begin Records for this exercise
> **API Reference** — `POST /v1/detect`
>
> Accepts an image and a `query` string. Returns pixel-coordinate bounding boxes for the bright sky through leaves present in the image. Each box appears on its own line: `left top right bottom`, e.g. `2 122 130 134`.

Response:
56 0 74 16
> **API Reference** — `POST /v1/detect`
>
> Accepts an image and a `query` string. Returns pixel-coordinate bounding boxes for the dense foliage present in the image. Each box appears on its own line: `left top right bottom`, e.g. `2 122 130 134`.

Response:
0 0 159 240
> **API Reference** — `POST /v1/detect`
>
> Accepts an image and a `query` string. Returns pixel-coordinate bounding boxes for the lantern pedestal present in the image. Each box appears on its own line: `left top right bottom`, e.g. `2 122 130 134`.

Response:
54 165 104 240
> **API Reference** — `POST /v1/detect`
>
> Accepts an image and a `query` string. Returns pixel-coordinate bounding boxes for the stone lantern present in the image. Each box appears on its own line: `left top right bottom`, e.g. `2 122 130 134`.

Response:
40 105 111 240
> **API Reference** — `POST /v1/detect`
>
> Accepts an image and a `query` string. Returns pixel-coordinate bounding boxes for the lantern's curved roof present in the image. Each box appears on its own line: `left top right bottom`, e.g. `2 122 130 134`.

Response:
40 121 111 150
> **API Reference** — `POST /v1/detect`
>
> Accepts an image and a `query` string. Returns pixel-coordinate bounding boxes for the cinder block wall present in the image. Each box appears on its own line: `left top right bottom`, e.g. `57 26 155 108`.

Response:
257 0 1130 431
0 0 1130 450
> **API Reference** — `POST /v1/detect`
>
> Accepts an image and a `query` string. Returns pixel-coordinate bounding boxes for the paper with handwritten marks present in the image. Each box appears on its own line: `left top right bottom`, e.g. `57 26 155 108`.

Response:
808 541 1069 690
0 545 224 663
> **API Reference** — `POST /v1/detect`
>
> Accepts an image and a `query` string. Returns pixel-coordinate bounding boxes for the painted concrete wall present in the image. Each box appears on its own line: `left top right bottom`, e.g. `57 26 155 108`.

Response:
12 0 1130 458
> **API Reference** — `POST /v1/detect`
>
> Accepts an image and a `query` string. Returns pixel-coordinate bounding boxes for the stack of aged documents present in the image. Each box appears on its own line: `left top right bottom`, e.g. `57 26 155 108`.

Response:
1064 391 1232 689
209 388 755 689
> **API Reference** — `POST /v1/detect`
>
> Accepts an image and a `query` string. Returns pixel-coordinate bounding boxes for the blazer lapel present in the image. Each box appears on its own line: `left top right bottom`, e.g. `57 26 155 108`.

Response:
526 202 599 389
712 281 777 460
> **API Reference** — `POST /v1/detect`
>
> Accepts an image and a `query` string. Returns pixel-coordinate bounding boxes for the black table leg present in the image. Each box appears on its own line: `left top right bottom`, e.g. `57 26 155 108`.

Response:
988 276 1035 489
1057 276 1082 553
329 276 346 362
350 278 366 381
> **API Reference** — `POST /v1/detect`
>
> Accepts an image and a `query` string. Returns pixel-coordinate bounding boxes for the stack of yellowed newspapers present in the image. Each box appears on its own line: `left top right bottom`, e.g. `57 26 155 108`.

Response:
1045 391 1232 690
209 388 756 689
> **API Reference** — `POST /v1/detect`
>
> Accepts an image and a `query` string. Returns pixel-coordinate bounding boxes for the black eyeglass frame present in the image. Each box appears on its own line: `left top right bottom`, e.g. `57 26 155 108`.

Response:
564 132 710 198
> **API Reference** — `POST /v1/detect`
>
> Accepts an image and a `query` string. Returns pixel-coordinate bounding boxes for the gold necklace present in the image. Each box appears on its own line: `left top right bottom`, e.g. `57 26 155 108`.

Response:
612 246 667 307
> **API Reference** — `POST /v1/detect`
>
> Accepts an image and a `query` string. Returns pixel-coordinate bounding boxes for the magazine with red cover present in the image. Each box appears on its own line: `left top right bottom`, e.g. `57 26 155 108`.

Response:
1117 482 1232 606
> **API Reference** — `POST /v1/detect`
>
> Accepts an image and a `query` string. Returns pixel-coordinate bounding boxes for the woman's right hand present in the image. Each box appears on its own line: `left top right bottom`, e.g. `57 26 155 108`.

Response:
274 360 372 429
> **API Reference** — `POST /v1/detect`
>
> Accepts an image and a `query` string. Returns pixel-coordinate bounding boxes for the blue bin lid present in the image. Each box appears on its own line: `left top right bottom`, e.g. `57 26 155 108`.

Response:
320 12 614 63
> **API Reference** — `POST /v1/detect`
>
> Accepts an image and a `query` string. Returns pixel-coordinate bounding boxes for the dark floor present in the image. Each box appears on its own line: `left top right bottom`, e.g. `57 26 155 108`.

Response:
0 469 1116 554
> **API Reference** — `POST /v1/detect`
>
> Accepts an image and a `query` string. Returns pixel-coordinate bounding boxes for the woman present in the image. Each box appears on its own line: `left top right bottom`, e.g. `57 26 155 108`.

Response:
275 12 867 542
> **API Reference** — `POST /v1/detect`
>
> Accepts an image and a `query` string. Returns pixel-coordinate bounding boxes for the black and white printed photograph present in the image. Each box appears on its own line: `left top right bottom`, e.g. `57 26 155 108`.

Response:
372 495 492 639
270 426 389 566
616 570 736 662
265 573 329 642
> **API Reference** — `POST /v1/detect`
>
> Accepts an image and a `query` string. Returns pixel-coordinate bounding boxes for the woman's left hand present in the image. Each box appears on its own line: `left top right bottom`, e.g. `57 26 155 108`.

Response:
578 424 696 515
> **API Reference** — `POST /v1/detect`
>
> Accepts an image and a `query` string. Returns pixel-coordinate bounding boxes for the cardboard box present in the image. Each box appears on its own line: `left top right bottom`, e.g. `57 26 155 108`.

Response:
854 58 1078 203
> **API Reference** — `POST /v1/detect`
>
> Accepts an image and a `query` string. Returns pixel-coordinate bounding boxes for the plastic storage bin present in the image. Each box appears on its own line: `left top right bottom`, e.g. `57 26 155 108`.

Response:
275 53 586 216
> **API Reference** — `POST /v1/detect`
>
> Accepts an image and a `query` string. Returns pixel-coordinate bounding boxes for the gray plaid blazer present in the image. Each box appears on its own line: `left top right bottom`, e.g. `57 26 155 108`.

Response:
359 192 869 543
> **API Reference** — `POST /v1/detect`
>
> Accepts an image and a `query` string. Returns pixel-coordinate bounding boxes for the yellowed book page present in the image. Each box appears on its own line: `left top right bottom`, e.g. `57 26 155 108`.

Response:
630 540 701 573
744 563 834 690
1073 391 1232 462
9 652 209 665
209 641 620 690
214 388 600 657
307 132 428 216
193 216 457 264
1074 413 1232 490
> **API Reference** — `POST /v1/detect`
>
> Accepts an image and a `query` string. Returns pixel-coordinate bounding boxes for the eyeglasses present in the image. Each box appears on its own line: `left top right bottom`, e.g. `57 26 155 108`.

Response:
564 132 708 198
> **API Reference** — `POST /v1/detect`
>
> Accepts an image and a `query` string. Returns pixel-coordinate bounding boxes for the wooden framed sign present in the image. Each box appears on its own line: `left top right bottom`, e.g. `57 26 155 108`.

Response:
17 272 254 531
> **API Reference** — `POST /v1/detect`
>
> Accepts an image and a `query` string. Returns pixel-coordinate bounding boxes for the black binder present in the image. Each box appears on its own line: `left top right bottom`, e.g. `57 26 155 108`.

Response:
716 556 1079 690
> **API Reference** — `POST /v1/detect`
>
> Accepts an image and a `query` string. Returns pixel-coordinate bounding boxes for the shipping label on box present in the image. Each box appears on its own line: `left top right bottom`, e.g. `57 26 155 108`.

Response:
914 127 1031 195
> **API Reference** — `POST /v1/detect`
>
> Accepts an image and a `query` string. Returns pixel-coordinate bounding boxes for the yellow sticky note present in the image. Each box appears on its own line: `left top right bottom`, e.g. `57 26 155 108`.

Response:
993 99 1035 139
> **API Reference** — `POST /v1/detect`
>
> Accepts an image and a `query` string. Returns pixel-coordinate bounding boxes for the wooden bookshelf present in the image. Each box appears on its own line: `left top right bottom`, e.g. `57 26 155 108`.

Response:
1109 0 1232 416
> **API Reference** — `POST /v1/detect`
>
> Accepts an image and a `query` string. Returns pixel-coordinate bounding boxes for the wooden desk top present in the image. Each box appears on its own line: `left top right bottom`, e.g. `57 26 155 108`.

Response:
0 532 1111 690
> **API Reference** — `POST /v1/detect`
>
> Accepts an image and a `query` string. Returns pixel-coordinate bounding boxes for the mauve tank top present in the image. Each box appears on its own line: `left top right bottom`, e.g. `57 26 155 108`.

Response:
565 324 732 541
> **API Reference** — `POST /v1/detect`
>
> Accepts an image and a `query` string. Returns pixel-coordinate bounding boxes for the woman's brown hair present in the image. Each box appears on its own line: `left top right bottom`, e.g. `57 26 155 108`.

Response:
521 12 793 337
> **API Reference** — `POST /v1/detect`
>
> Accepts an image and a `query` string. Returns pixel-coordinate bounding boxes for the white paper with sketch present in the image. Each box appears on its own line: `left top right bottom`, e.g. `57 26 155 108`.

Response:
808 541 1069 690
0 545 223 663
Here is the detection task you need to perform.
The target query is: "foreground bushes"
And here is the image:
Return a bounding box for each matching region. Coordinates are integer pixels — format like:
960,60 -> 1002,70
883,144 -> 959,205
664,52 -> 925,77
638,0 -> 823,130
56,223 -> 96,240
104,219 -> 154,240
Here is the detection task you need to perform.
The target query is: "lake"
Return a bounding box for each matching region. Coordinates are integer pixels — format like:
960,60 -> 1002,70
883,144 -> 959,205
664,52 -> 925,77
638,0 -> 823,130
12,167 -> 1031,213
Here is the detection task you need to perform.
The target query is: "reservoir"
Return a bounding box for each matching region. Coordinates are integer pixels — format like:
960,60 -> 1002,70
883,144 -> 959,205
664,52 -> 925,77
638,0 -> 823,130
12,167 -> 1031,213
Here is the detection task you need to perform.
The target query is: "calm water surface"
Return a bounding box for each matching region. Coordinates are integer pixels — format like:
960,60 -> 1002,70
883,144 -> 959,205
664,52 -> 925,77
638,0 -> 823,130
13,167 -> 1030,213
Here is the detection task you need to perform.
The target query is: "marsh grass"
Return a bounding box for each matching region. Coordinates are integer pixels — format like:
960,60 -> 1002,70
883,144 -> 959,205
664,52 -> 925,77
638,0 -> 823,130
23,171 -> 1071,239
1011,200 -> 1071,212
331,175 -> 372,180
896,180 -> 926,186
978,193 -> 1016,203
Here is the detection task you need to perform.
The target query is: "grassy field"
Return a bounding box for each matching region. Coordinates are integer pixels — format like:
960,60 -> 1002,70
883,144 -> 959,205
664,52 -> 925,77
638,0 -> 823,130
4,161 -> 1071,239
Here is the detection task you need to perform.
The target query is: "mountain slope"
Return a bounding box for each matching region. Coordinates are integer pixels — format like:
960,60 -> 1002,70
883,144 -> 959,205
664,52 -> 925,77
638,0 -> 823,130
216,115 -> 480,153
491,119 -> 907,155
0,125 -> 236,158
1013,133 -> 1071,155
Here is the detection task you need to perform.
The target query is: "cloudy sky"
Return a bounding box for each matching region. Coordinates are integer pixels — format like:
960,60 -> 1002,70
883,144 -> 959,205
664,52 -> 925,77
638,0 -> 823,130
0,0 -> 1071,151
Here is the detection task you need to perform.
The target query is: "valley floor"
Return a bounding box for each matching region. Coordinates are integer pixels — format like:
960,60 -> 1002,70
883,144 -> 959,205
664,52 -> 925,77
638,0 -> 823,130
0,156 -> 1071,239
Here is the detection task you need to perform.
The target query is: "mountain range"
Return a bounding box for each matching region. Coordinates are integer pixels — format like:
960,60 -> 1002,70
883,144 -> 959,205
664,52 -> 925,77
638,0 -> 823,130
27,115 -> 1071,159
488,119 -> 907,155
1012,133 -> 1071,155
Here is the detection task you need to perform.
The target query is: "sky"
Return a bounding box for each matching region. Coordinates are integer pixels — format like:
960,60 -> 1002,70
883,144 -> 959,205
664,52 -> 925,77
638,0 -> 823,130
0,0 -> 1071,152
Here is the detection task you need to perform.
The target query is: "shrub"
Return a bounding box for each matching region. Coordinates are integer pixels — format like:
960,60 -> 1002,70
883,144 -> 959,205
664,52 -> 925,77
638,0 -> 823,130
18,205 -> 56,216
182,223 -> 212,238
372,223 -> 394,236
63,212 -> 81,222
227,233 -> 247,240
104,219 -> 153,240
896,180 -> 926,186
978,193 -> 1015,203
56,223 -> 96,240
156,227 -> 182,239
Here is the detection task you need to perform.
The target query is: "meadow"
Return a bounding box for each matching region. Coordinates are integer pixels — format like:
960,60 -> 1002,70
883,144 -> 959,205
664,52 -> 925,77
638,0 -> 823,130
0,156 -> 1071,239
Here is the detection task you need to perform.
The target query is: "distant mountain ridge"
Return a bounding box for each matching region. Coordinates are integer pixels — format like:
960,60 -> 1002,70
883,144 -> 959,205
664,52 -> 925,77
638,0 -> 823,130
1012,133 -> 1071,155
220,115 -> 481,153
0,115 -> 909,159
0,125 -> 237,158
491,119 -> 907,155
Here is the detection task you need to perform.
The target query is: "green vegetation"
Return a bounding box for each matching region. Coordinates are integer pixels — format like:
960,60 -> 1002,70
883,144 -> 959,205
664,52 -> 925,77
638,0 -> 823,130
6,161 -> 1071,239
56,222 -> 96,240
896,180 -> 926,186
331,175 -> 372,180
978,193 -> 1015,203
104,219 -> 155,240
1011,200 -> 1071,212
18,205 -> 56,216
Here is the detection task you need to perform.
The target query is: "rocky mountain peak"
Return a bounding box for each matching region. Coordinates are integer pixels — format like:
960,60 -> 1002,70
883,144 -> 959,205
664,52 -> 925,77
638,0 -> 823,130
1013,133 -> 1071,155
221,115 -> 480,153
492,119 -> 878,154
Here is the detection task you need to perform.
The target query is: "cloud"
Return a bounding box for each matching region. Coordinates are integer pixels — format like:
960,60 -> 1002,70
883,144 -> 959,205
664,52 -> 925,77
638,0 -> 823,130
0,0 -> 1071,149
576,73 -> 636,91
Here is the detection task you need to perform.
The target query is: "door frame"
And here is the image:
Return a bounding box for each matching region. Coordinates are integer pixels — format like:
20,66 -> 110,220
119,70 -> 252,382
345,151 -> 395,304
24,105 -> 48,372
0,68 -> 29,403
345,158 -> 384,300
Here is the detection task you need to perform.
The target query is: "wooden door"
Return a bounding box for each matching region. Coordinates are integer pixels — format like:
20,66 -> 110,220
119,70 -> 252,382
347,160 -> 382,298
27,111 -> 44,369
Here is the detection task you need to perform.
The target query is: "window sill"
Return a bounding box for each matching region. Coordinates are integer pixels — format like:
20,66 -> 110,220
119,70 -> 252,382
end Records for this exercise
◆ **What you need to do**
Gather every line of the items above that contains the word "floor", and copy each one in full.

◆ **Solution to the problem**
> Accepts an image and a `query` string. Returns pixel-coordinate bounding boxes for the dark floor present in the image. Each box appears on its own line: `left top right bottom`, e.g. `57 26 155 108`.
The target query is: "valley floor"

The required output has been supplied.